==== Kutipan Terpilih ====

Kamis, 26 Juni 2008

Ke Dukun?! Katakan Tidak!!

“Barangsiapa mendatangi arraf (tukang ramal) atau dukun, lalu ia membenarkan apa yang dikatakannya, maka ia telah kafir terhadap apa yang diturunkan kepada Muhammad SAW.” (HR. Turmudzi)

Kita lihat sebagian masyarakat masih suka mendatangi dukun. Yang di KTP mereka jelas tertulis agamanya adalah Islam, tetapi mungkin karena ketidaktahuan atau keterpaksaan atau karena tidak mau tahu, menyebabkan mereka masih menjadikan dukun sebagai solusi dari berbagai permasalahan yang mereka hadapi. Mereka menganggap dukun adalah orang yang dapat memenuhi harapan-harapan mereka.
Mereka yang mendatangi dukun itu, sebagian karena dagangan ingin laris. Karena sakit yang telah lama belum sembuh. Ada yang ingin kaya. Yang ingin naik pangkat. Yang ingin dapat jodoh. Dan masih banyak lagi alasan dan motif mereka ke dukun.
Mereka yang mendatangi dukun ini pun berasal dari berbagai golongan. Dari segi pendidikan, ternyata juga banyak dari dari mereka yang telah berpendidikan tinggi, masih juga mendatangi dukun. Dari segi ekonomi, juga bukan hanya orang golongan ekonomi bawah yang mendatangi dukun, tetapi termasuk golongan menengah ke atas. Bahkan bukan rahasia kalau ada para pejabat, artis atau orang kaya yang menjadikan dukun atau paranormal atau orang pintar atau apapun sebutannya, sebagai guru spiritual mereka. Mereka rajin sowan kesana untuk meminta ‘petunjuk’ atau pertolongan.
Perdukunan ini pun sekarang makin marak. Karena iklan mengenai jasa perdukunan dapat ditemui di berbagai media cetak. Bahkan di TV juga menjamur acara seputar dunia perdukunan, mistik dan klenik ini. Dengan gencarnya berbagai propaganda dan iklan-iklan di berbagai media ini menyebabkan kaburnya pandangan masyarakat terhadap perdukunan. Sehingga apabila dibiarkan dapat merusak aqidah umat Islam.
Setali Tiga Uang
Apapun sebutan dan penampilan dari dukun, maka tetap saja dukun. Entah itu di sebut orang pintar, paranormal, kiyai, orang tua, atau tabib atau apa saja, mereka itu tetap dukun.

====

* **Permintaan**:
1 > Dalam kutipan, apa arti kata "arraf"?
2 > Sebutkan semua sebutan lain bagi dukun yang tercantum dalam paragraf di bawah judul "Setali Tiga Uang" pada kutipan.
3 > Tolong ambil bagian kutipan mulai dari "Ke Dukun?! Katakan" sampai dengan "memenuhi harapan-harapan mereka." tanpa mengubah apa pun.
Jawab hanya berdasarkan kutipan di atas.

==== Bahan yang Diberikan ====

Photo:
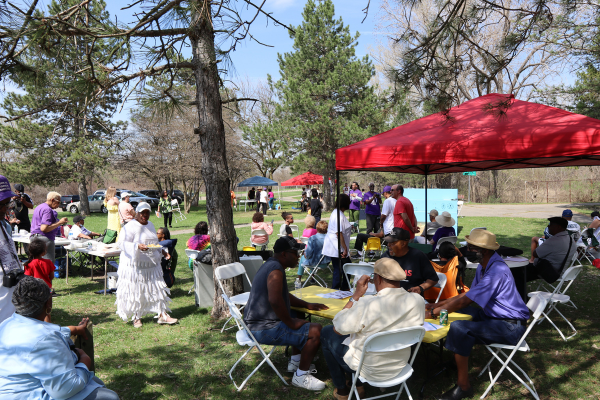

====

* **Jawaban**:
1 > Tukang ramal.

2 > Orang pintar, paranormal, kiyai, orang tua, tabib

3 >
Ke Dukun?! Katakan Tidak!!

“Barangsiapa mendatangi arraf (tukang ramal) atau dukun, lalu ia membenarkan apa yang dikatakannya, maka ia telah kafir terhadap apa yang diturunkan kepada Muhammad SAW.” (HR. Turmudzi)

Kita lihat sebagian masyarakat masih suka mendatangi dukun. Yang di KTP mereka jelas tertulis agamanya adalah Islam, tetapi mungkin karena ketidaktahuan atau keterpaksaan atau karena tidak mau tahu, menyebabkan mereka masih menjadikan dukun sebagai solusi dari berbagai permasalahan yang mereka hadapi. Mereka menganggap dukun adalah orang yang dapat memenuhi harapan-harapan mereka.